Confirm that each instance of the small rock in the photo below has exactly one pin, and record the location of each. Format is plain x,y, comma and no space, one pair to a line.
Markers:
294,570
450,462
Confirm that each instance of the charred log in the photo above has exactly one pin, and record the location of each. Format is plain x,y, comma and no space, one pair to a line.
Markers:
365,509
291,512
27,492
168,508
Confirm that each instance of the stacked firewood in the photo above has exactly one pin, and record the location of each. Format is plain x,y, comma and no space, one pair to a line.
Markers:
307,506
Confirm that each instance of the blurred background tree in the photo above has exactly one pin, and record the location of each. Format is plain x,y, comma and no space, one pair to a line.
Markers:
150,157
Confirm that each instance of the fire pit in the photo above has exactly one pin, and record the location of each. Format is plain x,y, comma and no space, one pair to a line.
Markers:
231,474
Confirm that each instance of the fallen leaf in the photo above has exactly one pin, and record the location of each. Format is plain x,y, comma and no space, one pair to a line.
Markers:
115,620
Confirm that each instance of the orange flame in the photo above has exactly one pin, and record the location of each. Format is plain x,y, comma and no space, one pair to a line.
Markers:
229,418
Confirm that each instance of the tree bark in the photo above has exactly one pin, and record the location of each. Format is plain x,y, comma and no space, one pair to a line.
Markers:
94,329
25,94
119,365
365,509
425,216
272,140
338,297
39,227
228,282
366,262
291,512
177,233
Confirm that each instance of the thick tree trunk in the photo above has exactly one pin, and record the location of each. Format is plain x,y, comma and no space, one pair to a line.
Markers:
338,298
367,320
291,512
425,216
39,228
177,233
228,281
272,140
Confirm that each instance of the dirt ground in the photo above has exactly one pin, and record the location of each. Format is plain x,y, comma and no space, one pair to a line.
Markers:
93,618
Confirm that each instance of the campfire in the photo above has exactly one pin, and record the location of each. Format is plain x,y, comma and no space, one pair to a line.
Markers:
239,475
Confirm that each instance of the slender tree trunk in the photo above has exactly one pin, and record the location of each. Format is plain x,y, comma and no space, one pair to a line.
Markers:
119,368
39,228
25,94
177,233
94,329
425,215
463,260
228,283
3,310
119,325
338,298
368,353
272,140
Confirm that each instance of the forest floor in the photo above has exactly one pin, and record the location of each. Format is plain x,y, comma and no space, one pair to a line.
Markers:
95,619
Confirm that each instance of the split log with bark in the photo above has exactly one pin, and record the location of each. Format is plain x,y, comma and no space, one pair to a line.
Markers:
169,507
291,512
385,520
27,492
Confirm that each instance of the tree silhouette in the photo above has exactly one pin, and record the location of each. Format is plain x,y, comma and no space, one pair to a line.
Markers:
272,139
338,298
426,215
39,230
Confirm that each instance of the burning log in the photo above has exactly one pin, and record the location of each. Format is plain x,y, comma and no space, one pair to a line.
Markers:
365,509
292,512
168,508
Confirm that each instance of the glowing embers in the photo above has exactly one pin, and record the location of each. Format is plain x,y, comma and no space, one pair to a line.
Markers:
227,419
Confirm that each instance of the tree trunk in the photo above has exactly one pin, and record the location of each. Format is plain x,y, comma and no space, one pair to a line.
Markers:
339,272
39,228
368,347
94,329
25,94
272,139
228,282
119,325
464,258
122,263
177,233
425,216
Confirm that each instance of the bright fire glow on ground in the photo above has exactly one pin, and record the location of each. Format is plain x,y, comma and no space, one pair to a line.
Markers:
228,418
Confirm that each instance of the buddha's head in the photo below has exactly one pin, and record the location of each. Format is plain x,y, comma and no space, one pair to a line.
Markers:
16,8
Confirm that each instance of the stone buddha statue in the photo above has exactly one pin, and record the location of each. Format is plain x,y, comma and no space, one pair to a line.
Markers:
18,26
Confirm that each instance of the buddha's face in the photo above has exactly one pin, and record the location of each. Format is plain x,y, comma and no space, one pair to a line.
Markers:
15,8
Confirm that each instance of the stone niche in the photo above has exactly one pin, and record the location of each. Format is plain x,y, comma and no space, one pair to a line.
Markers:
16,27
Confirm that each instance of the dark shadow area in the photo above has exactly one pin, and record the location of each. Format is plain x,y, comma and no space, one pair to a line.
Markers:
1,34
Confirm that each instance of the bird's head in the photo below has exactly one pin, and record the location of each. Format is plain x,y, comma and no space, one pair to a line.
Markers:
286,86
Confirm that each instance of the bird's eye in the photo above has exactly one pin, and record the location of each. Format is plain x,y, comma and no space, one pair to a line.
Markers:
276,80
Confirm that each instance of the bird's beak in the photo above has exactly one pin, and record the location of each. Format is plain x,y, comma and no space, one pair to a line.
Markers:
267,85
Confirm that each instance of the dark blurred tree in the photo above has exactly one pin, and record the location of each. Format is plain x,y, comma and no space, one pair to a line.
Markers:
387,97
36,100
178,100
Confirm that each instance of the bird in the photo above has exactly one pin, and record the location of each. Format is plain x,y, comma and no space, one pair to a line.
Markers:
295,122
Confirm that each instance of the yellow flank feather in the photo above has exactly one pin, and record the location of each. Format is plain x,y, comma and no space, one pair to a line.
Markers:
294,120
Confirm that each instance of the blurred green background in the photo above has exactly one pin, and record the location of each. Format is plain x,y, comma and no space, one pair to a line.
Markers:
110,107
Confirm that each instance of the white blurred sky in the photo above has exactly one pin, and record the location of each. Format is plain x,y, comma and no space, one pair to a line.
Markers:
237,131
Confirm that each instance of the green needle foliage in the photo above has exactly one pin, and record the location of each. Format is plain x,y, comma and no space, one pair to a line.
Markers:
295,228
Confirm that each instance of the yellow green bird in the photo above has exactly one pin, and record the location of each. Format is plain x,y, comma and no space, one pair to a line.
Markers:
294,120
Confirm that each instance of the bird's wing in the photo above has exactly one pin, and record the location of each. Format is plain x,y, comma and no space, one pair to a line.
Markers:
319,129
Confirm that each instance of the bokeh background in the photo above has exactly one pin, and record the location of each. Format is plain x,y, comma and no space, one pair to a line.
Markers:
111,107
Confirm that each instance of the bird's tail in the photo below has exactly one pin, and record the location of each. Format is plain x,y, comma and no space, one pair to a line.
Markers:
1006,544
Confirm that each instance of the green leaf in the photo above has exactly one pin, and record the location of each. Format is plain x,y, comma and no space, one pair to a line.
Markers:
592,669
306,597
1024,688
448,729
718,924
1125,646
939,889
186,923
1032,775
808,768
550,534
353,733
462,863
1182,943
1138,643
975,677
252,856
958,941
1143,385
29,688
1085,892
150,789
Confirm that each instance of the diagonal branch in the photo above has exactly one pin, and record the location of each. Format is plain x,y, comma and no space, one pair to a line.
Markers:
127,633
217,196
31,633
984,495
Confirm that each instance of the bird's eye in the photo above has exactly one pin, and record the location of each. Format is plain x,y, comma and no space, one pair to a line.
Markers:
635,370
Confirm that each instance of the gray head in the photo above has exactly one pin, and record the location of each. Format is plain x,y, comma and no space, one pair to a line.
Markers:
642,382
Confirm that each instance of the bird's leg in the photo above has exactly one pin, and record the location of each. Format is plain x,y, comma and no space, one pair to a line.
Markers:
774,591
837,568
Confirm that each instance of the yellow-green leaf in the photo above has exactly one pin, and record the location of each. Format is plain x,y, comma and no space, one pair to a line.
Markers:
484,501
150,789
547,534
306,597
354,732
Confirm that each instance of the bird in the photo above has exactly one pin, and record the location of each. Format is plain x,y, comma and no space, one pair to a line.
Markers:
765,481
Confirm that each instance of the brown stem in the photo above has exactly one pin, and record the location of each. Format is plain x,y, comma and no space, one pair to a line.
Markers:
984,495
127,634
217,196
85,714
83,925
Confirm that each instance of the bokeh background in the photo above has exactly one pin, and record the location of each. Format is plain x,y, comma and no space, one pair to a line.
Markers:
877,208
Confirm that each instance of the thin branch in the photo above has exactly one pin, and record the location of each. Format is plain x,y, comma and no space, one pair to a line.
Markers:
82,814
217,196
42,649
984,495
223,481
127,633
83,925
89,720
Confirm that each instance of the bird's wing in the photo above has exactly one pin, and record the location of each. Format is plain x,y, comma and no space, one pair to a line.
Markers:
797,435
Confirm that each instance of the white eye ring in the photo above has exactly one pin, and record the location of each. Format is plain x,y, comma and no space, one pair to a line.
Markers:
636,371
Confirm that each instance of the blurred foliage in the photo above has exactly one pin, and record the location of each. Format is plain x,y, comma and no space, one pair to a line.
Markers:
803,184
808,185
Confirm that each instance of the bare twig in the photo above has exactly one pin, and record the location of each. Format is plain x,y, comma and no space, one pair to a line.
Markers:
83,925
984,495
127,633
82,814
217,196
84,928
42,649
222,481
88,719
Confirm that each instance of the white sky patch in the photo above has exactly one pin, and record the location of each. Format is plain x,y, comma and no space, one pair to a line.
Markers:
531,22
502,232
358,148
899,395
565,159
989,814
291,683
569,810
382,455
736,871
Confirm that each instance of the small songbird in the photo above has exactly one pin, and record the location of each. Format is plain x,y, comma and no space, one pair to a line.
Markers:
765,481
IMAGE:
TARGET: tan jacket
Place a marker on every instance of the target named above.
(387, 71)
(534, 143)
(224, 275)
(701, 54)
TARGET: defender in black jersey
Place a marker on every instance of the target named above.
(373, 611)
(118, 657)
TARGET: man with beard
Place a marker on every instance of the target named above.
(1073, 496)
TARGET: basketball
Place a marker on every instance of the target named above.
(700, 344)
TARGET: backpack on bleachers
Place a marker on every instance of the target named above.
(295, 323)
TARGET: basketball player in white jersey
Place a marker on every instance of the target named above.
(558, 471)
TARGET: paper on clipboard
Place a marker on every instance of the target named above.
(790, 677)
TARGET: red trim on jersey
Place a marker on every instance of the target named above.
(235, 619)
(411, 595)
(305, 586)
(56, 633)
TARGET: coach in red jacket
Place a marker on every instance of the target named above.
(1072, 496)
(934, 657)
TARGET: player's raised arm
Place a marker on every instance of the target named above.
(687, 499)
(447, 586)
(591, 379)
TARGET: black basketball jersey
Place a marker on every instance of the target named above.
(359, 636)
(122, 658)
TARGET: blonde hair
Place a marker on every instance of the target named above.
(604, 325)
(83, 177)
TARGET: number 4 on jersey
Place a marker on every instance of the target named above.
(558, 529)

■ STATED EXERCISE:
Reformat the lines from the one containing "TARGET: man with beard" through the end of the entries, inclusive, as a Markdown table with columns Row and Line, omitting blank lines.

■ SOLUTION TO THE EXERCISE:
| Row | Line |
|---|---|
| 1 | TARGET: man with beard |
| 2 | Place a marker on every instance of the target named above. |
| 3 | (1073, 496) |
| 4 | TARGET: basketball |
| 5 | Place a marker on every instance of the target named above. |
| 6 | (700, 344) |
| 7 | TARGET: backpack on bleachers |
| 8 | Place a marker on every instance of the target named above. |
| 9 | (295, 323) |
| 10 | TARGET: basketball player in white jersey |
| 11 | Place a marker on every instance of the target named above. |
| 12 | (558, 471) |
| 13 | TARGET: paper on clipboard |
| 14 | Place a marker on every instance of the target named above. |
| 15 | (790, 677) |
| 16 | TARGET: red trim on jersey |
| 17 | Place a marker on every instance of the target named above. |
| 18 | (235, 619) |
| 19 | (411, 595) |
| 20 | (305, 586) |
| 21 | (56, 633) |
| 22 | TARGET: coach in red jacket |
| 23 | Place a marker on every instance of the target named above. |
| 24 | (1072, 496) |
| 25 | (934, 657) |
| 26 | TARGET: player's raised arm |
| 27 | Place a marker on every instance of the target named above. |
| 28 | (687, 499) |
| 29 | (447, 586) |
| 30 | (591, 379) |
| 31 | TARGET: black basketball jersey |
| 32 | Place a marker on every instance of the target named above. |
| 33 | (359, 636) |
| 34 | (122, 658) |
| 35 | TARGET: blonde hair |
| 36 | Place a marker on every instance of the target named above. |
| 37 | (604, 325) |
| 38 | (83, 177) |
| 39 | TARGET: number 4 on jersey |
| 40 | Place a marker on every instance of the target named above. |
| 41 | (558, 529) |